## GIVEN RECORDS
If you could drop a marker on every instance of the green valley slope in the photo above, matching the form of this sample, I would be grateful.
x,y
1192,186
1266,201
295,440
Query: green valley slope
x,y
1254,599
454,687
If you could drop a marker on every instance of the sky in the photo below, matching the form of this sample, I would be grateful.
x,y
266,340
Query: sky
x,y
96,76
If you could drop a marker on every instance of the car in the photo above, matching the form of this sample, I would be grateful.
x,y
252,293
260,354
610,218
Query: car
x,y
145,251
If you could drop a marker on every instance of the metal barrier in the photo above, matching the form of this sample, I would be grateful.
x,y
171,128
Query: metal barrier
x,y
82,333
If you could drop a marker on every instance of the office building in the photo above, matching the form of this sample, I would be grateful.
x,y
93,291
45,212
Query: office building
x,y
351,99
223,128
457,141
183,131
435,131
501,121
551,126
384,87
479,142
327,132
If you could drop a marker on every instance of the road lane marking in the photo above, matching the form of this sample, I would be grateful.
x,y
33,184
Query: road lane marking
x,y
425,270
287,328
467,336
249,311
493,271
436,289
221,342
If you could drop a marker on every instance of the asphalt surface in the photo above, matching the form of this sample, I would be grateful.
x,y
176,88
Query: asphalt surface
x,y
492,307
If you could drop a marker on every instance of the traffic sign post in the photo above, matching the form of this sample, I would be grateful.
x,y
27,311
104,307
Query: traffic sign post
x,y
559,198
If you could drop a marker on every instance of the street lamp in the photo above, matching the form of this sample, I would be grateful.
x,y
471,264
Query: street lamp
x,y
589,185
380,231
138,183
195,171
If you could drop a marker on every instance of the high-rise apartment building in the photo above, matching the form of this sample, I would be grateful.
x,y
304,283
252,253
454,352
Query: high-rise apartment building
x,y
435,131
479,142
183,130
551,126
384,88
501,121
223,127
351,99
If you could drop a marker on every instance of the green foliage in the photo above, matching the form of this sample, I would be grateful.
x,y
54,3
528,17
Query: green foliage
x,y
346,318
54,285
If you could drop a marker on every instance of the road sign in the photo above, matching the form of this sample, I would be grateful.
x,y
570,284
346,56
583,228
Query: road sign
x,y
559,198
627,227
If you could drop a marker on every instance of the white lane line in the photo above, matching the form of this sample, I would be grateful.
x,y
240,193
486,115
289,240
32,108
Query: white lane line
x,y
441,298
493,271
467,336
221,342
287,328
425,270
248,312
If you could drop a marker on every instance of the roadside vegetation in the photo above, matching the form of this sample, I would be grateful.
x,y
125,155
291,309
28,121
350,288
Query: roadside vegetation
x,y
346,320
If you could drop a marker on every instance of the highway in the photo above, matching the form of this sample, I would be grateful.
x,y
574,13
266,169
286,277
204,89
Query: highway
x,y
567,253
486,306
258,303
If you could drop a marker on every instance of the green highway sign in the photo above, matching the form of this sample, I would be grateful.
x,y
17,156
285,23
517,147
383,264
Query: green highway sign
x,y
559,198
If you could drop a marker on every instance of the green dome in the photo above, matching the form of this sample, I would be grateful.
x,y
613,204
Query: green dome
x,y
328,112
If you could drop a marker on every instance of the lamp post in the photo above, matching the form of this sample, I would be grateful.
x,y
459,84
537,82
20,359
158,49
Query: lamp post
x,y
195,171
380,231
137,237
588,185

## EXERCISE
Turn all of the material above into a numbered list with one line per entry, and skip any blank lines.

## TASK RESPONSE
1. If you could drop a marker on every instance of the green valley slope in the photo above, matching the form of this sample, I would be grateful.
2. x,y
3. 1192,186
4. 1266,201
5. 295,440
6. Query: green valley slope
7. x,y
8. 1254,599
9. 454,687
10. If you could drop a marker on every instance of the sky in the photo below, matching the form of this sample, I would be grateful.
11. x,y
12. 266,340
13. Query: sky
14. x,y
15. 96,76
16. If you could drop a marker on every instance of the car in the photo above, matching the form of this sample, I would be grateful.
17. x,y
18. 252,293
19. 260,354
20. 610,218
21. Query: car
22. x,y
23. 145,251
24. If you could drop a marker on every instance of the metal barrier in the photo above, matching the form of this sample, I would be grateful.
25. x,y
26. 171,128
27. Query: metal barrier
28. x,y
29. 82,333
30. If you could drop a marker on every instance of the office building in the photo above, matching the form of this sample, I would be grateful.
31. x,y
32. 93,291
33. 45,212
34. Query: office building
35. x,y
36. 351,99
37. 223,128
38. 457,141
39. 183,131
40. 435,131
41. 501,121
42. 551,126
43. 384,87
44. 479,142
45. 327,132
46. If you could drop a marker on every instance of the road lane marking in the photo above, matching the form of this sample, I would be grateful.
47. x,y
48. 33,184
49. Query: road lane marking
50. x,y
51. 425,270
52. 287,328
53. 467,336
54. 249,311
55. 493,271
56. 436,289
57. 221,342
58. If you could drop a marker on every instance of the asphalt surface in the photo above, matching the form of this sample, I would be grateful.
59. x,y
60. 176,88
61. Query: asphalt surface
62. x,y
63. 492,307
64. If you could drop a marker on every instance of the traffic sign post in the photo above, matching the form of this sample, I would be grateful.
65. x,y
66. 27,311
67. 104,307
68. Query: traffic sign post
69. x,y
70. 559,198
71. If you could drop a marker on every instance of the street lamp in the photo above, matching the form of this sample, I would be grateful.
72. x,y
73. 471,264
74. Query: street lamp
75. x,y
76. 589,185
77. 380,231
78. 138,183
79. 195,171
80. If you could drop a marker on every instance of the high-rise apartment building in the photo above, matching the form of this sample, I would be grateful.
81. x,y
82. 304,283
83. 252,253
84. 454,352
85. Query: high-rise apartment building
86. x,y
87. 435,131
88. 479,142
89. 183,130
90. 551,126
91. 384,88
92. 501,121
93. 223,127
94. 351,99
95. If you could drop a marker on every instance of the green foliage in the photo above, matching the form of this sample, I would be grateful.
96. x,y
97. 54,3
98. 528,17
99. Query: green foliage
100. x,y
101. 346,318
102. 54,285
103. If you could drop a marker on every instance of the road sign in the photo above, matching the form of this sample, I would be grateful.
104. x,y
105. 570,284
106. 346,56
107. 583,228
108. Query: road sign
109. x,y
110. 559,198
111. 627,227
112. If you could drop a marker on every instance of the white lane line in the photo above, matching the form of this sample, I would be grateful.
113. x,y
114. 240,193
115. 486,115
116. 289,240
117. 32,108
118. Query: white lane line
119. x,y
120. 441,298
121. 493,271
122. 467,336
123. 221,342
124. 287,328
125. 425,270
126. 248,312
127. If you could drop a marker on every instance of the roadside vegetation in the photo above, matching the form of this sample, I would be grateful.
128. x,y
129. 125,155
130. 291,309
131. 28,121
132. 350,288
133. Query: roadside vegetation
134. x,y
135. 346,320
136. If you could drop a marker on every instance of the highway in the photo above, matching the form of this sample, I would be grateful.
137. x,y
138. 574,13
139. 266,169
140. 286,277
141. 204,89
142. Query: highway
143. x,y
144. 567,253
145. 486,306
146. 258,303
147. If you could drop a marker on every instance of the green highway sign in the photo above, matching the form of this sample, I would be grateful.
148. x,y
149. 17,156
150. 285,23
151. 517,147
152. 383,264
153. Query: green highway sign
154. x,y
155. 559,198
156. If you could drop a marker on every instance of the green dome in the photo above, matching the form of this sample, I would be grateful.
157. x,y
158. 613,204
159. Query: green dome
160. x,y
161. 328,112
162. If you could drop a marker on every instance of the lamp post in the photo above, matching the form of this sample, I would be grateful.
163. x,y
164. 459,84
165. 537,82
166. 20,359
167. 158,49
168. Query: lamp post
169. x,y
170. 195,171
171. 380,231
172. 137,237
173. 588,185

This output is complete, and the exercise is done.